**WHAT THIS TASK INVOLVES**: Please copy every one of the rows below word for word, with no changes.

Bounding box annotation entries
##############################

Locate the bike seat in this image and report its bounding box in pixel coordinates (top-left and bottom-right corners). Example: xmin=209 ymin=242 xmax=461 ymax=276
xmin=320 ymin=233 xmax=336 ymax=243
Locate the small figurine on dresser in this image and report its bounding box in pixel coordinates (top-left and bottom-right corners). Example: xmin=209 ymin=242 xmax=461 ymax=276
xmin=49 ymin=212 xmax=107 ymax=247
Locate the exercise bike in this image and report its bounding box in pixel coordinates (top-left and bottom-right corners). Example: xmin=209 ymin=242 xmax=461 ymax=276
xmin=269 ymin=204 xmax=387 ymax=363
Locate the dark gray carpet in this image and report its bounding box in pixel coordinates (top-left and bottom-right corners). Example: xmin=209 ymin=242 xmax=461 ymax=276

##############################

**WRITTEN SOLUTION**:
Locate the bike seat in this image and report its bounding box in pixel coordinates (top-left and bottom-right corners). Example: xmin=209 ymin=242 xmax=461 ymax=276
xmin=320 ymin=233 xmax=336 ymax=243
Locate the small figurine on dresser in this image and report its bounding box in pixel coordinates (top-left and bottom-right corners). Example: xmin=209 ymin=242 xmax=461 ymax=276
xmin=49 ymin=212 xmax=107 ymax=247
Locate the exercise bike in this image and report its bounding box in pixel coordinates (top-left and bottom-right corners). Example: xmin=209 ymin=242 xmax=461 ymax=276
xmin=269 ymin=204 xmax=387 ymax=363
Locate the dark gray carpet in this image and report its bounding box in pixel coordinates (top-left and bottom-right corners). Example: xmin=209 ymin=242 xmax=461 ymax=276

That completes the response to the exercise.